**EXERCISE MATERIAL**
══════

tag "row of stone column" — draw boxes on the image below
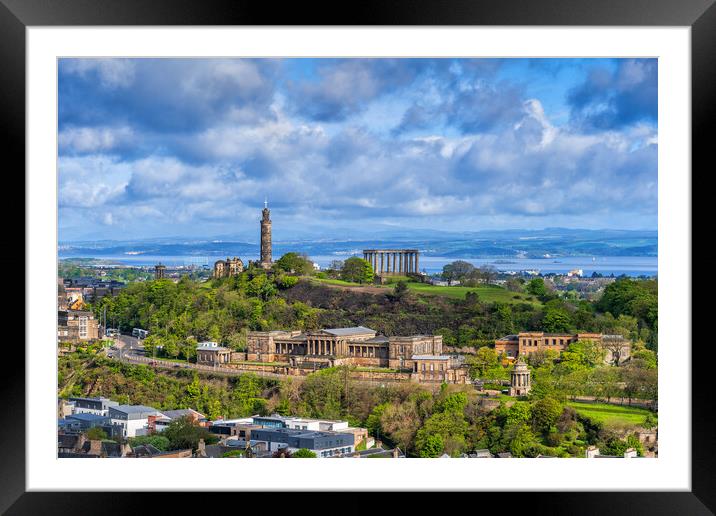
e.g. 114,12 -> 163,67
512,373 -> 530,387
308,339 -> 336,355
363,251 -> 419,274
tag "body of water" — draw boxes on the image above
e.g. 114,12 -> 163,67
60,252 -> 657,277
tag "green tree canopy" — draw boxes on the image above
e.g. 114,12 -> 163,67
85,427 -> 108,440
292,448 -> 317,458
442,260 -> 475,284
526,277 -> 548,297
341,257 -> 375,284
275,252 -> 314,275
163,415 -> 216,451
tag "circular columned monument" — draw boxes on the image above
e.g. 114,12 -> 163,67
509,356 -> 531,396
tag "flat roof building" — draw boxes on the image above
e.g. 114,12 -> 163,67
250,427 -> 355,458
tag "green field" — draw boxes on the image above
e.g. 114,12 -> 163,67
402,282 -> 539,304
567,401 -> 655,428
354,367 -> 401,373
311,278 -> 364,287
310,276 -> 539,304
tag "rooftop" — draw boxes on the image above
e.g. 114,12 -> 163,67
161,408 -> 206,420
68,396 -> 113,403
254,427 -> 350,439
322,327 -> 376,336
67,413 -> 109,422
197,342 -> 230,351
112,405 -> 164,416
411,355 -> 451,361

══════

**PROBLEM DETAILS**
Restate the full listing verbatim and drop every picture.

**RESULT OF THE TASK**
tag "row of stone column" — draw boxes on the image below
e.g. 114,12 -> 163,67
512,373 -> 530,387
308,339 -> 336,355
363,251 -> 419,274
tag "body of water" — draw boxes on the image above
e.g. 114,12 -> 163,67
60,252 -> 657,277
tag "green tree canopy" — draw boxes on the image above
e.g. 114,12 -> 163,67
85,427 -> 108,440
292,448 -> 317,458
442,260 -> 475,284
526,277 -> 548,297
341,257 -> 375,284
275,252 -> 314,275
163,415 -> 216,451
tag "circular columned monument" — draw boxes on the image above
e.g. 114,12 -> 163,67
509,356 -> 531,396
tag "flat roof building" — draw boxes on the image above
e.g. 114,12 -> 163,67
250,427 -> 355,458
tag "green field" — draw boxes on the image above
e.g. 114,12 -> 163,67
402,282 -> 539,304
567,401 -> 655,428
354,367 -> 401,373
311,278 -> 364,287
310,276 -> 539,304
tag "rooftop" — draw boxes on the image above
e.g. 114,12 -> 163,67
161,408 -> 206,420
68,396 -> 113,403
254,427 -> 350,439
322,327 -> 376,336
67,413 -> 109,422
197,342 -> 230,351
112,405 -> 164,416
411,355 -> 451,361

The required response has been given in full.